> [Text block]
In other studies, unintended changes by interpreters included omissions and additions of discourse markers (Hale, 1999), powerless features (Hale, 2002; Mizuno et al., 2013), additions of politeness markers, or modifications of verbal strategies that the legal practitioners so carefully crafted to achieve a specific purpose (Hale, 2010). Similarly, interpreters might omit or distort profane language used by the police officer (Ainsworth, 2016) or witness (Felberg, 2016; Felberg & Šarić, 2017; Hale, Goodman-Delahunty, Martschuk, and Doherty, 2020b). Such changes might, however, result in a more formal statement, and the interviewer will not get a chance to respond to the emotionally laden expressions of the witness.

This was demonstrated in a 30-min live, simulated interpreted interview by an English-speaking police interviewer of an Arabic-, Mandarin-, or Spanish-speaking suspect who used profane language on two occasions, conveying anger and frustration that was not directed at anyone (Hale, Martschuk, Goodman-Delahunty, Taibi, and Han, 2020). To provide an appropriate rendition requires bidirectional bilingual competence, first, to understand the intent of the profane source utterance, and second, to provide a pragmatic equivalent in the target language. In this field experiment, analyses revealed that more experienced interpreters and those with more legal interpretingtraining maintained profane language to a higher extent than their less experienced counterparts. The majority of Spanish-speaking interpreters maintained profane language or provided a softer illocutionary force (intent or meaning) than the suspect conveyed; the majority of Mandarin-speaking interpreters omitted profane language in the first half of the interview and provided a pragmatic rendition in the second half of the interview; while half the Arabic-speaking interpreters omitted profane language in the first half of the interview and used a semantic or pragmatic rendition in the second half of the interview. In some situations, cultural factors might lead to semantic interpretations of profane expressions. Many Spanish-speaking interpreters were endogroup members, native English speakers whose competence in English exceeded that of the Arabic- and Mandarin-speaking interpreters. This factor might have contributed to the differences between the language groups.

One way that interpreters can facilitate the spontaneity of exchanges in speaker participation to build interviewer–interviewee rapport is by keeping question forms intact. In some laboratory experiments testing deception detection theories, the interviewers asked scripted open-ended questions designed to elicit lengthy narrative responses. Interviewees’ post-interview ratings of interviewer–interviewee rapport showed no differences between rapport ratings in interpreted and monolingual groups (Ewens, Vrij, Leal, et al., 2016b; Houston et al., 2017).

> [Prompt A] Repeat word for word the part of the passage on legal interpreting that starts with "One way that" and goes on through "et al., 2017).".

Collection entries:
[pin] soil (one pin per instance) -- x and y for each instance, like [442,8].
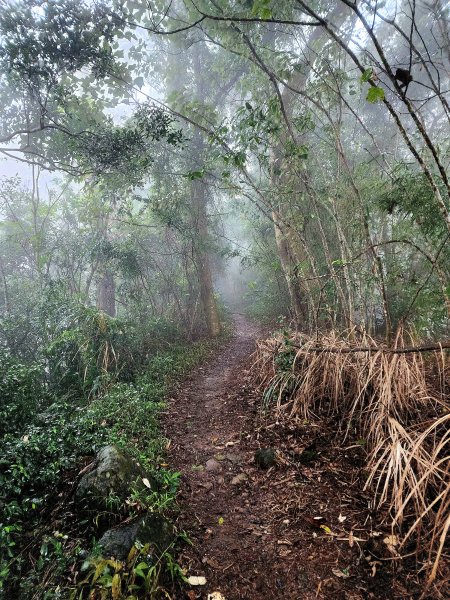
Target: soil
[300,529]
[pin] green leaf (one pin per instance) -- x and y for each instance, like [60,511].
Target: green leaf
[375,94]
[366,75]
[261,9]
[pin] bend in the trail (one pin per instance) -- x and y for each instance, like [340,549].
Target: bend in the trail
[260,534]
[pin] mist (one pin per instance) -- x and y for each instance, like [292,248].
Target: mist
[177,180]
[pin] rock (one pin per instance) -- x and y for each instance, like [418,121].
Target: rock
[265,458]
[213,465]
[234,459]
[308,456]
[115,474]
[239,479]
[152,529]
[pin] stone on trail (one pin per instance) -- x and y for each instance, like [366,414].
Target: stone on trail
[114,474]
[213,465]
[239,479]
[152,529]
[265,458]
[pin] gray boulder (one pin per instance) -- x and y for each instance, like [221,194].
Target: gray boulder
[152,529]
[114,474]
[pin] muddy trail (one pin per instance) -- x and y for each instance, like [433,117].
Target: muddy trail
[300,529]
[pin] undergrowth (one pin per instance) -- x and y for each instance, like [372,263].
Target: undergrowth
[97,381]
[398,403]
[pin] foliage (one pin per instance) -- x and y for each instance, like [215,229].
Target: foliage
[58,412]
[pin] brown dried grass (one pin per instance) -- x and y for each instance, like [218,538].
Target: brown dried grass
[396,402]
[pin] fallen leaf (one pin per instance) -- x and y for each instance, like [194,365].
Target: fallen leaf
[343,573]
[326,529]
[239,479]
[351,539]
[391,540]
[196,580]
[284,543]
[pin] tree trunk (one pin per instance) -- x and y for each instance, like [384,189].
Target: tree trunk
[106,294]
[202,260]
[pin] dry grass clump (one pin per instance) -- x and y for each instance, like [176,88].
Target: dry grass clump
[395,401]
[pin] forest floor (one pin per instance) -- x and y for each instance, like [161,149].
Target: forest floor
[301,529]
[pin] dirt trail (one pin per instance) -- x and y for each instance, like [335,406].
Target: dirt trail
[265,534]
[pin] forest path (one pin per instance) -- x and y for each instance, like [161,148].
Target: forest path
[255,533]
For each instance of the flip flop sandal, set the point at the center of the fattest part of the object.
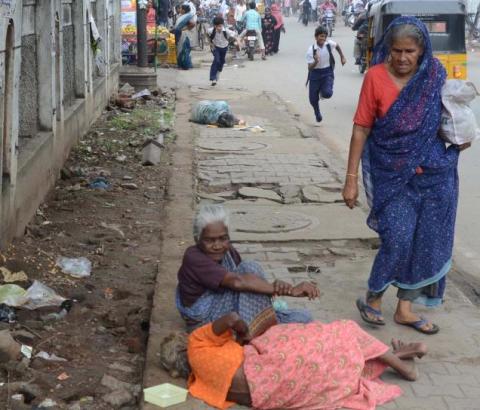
(418, 326)
(364, 309)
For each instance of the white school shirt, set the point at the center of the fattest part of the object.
(324, 61)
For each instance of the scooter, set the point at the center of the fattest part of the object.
(250, 43)
(328, 21)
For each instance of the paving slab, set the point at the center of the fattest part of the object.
(298, 222)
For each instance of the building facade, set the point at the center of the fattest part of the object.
(59, 63)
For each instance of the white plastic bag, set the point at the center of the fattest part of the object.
(76, 267)
(39, 295)
(458, 124)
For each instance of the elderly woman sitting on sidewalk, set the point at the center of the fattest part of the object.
(213, 280)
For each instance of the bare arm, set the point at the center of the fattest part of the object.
(249, 282)
(350, 190)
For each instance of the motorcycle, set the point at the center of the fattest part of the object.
(250, 43)
(328, 21)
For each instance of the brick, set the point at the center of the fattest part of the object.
(424, 390)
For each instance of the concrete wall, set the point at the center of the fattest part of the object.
(52, 88)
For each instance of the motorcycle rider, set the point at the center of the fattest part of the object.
(253, 22)
(361, 27)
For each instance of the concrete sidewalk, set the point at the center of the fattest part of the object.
(299, 230)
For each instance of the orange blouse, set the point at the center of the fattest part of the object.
(214, 361)
(378, 94)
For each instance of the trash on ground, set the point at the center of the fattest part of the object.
(100, 183)
(12, 295)
(39, 295)
(9, 276)
(126, 89)
(7, 314)
(47, 403)
(152, 150)
(65, 307)
(63, 376)
(213, 112)
(113, 227)
(27, 351)
(50, 357)
(142, 94)
(76, 267)
(165, 394)
(252, 128)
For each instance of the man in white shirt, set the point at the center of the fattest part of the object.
(321, 64)
(219, 37)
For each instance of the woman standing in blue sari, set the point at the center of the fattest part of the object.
(409, 174)
(182, 40)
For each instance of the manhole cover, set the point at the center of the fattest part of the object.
(266, 221)
(227, 146)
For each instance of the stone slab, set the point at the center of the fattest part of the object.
(263, 223)
(314, 193)
(249, 192)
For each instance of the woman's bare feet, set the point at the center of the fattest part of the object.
(409, 350)
(408, 370)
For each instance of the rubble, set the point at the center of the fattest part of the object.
(9, 348)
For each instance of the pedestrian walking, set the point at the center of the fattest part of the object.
(321, 65)
(279, 27)
(268, 31)
(219, 37)
(410, 177)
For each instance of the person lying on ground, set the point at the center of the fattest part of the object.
(291, 366)
(213, 280)
(213, 112)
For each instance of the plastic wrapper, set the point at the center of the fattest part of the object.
(458, 123)
(76, 267)
(39, 295)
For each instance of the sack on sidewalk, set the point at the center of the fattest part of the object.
(213, 112)
(458, 124)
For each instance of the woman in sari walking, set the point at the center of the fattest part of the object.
(409, 174)
(182, 41)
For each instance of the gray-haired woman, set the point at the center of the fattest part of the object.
(213, 280)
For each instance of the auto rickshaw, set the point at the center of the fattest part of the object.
(445, 21)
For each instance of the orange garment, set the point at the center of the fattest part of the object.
(378, 94)
(214, 361)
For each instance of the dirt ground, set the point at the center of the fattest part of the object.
(103, 336)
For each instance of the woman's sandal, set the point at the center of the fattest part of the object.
(365, 310)
(418, 326)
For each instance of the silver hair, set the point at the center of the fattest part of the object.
(406, 31)
(206, 215)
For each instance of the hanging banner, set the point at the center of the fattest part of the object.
(129, 29)
(7, 8)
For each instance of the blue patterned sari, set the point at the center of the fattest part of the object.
(411, 182)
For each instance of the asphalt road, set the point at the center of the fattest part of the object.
(286, 73)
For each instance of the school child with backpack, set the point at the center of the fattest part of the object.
(219, 37)
(321, 65)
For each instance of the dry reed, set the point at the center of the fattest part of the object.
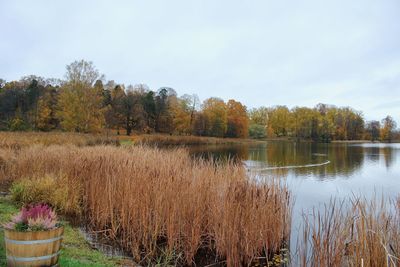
(18, 140)
(151, 200)
(352, 233)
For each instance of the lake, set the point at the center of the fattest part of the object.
(316, 173)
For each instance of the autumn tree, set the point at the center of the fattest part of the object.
(372, 130)
(279, 120)
(387, 130)
(80, 103)
(181, 112)
(164, 120)
(114, 114)
(215, 111)
(133, 111)
(237, 120)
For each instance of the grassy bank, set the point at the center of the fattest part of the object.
(76, 251)
(155, 203)
(352, 232)
(166, 208)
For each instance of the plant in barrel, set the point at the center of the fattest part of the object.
(33, 237)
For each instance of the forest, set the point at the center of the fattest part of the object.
(85, 102)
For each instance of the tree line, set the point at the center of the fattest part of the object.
(323, 123)
(84, 102)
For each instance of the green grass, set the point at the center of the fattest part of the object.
(75, 251)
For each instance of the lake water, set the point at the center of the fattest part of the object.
(316, 173)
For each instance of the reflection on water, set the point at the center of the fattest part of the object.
(344, 159)
(366, 170)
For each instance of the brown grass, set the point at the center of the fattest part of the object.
(17, 140)
(151, 200)
(352, 233)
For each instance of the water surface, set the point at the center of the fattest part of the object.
(316, 173)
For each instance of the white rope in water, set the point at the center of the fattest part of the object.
(290, 167)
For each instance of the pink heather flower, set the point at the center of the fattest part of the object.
(37, 217)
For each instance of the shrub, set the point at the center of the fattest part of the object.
(38, 217)
(154, 201)
(58, 191)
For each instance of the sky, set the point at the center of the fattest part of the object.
(262, 53)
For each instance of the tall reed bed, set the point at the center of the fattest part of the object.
(17, 140)
(152, 201)
(355, 232)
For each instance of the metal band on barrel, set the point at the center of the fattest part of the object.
(32, 242)
(27, 259)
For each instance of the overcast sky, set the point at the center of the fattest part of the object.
(294, 53)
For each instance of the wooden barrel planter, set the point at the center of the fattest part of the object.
(40, 248)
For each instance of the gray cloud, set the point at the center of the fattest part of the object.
(259, 52)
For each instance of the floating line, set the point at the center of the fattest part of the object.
(292, 167)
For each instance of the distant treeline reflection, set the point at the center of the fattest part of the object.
(344, 159)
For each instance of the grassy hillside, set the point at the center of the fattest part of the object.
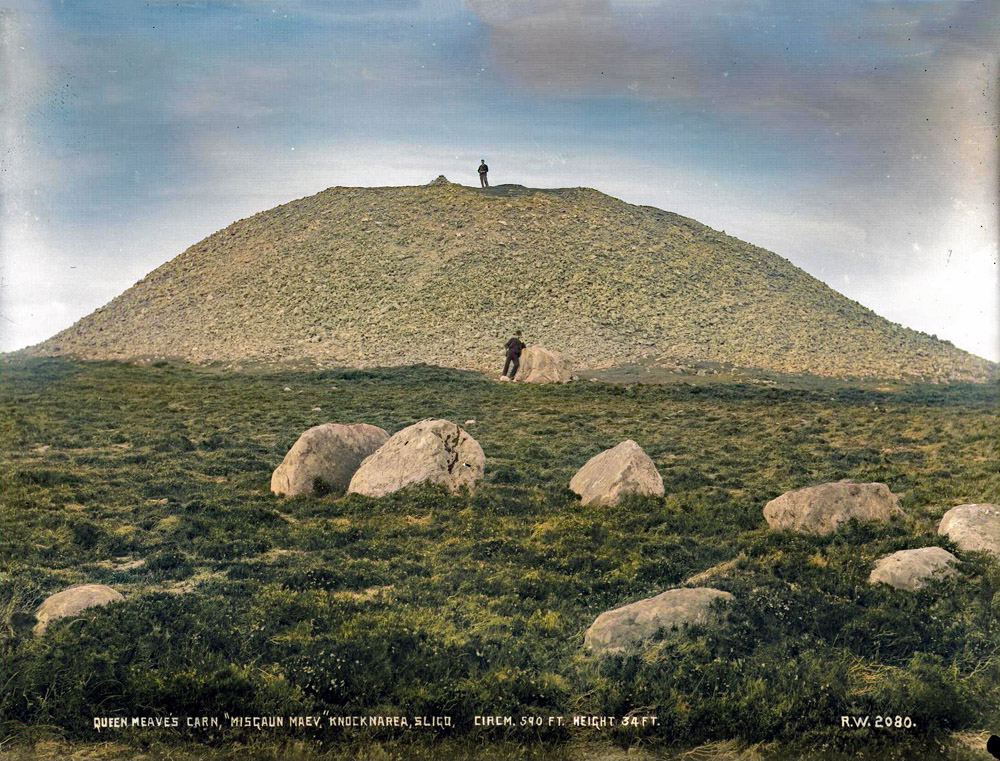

> [Prompt B] Please add 45 to every coordinate in the answers of the collection entries, starting with the line with "For each instance of the floating" and going on through the end of the entries, and give back all of those lines, requests included. Leave the pictures out.

> [Exercise response A]
One way that interpreters can facilitate the spontaneity of exchanges in speaker participation to build interviewer–interviewee rapport is by keeping question forms intact. In some laboratory experiments testing deception detection theories, the interviewers asked scripted open-ended questions designed to elicit lengthy narrative responses. Interviewees’ post-interview ratings of interviewer–interviewee rapport showed no differences between rapport ratings in interpreted and monolingual groups (Ewens, Vrij, Leal, et al., 2016b; Houston et al., 2017).

> [Exercise response B]
For each instance of the floating line, set the point at the center of the fattest part of the object.
(337, 212)
For each instance of the distant treeline reflection, set the point at the center of the fattest part of the object.
(389, 204)
For each instance of the grassy hillside, set the point at the center of the fattest part of the object.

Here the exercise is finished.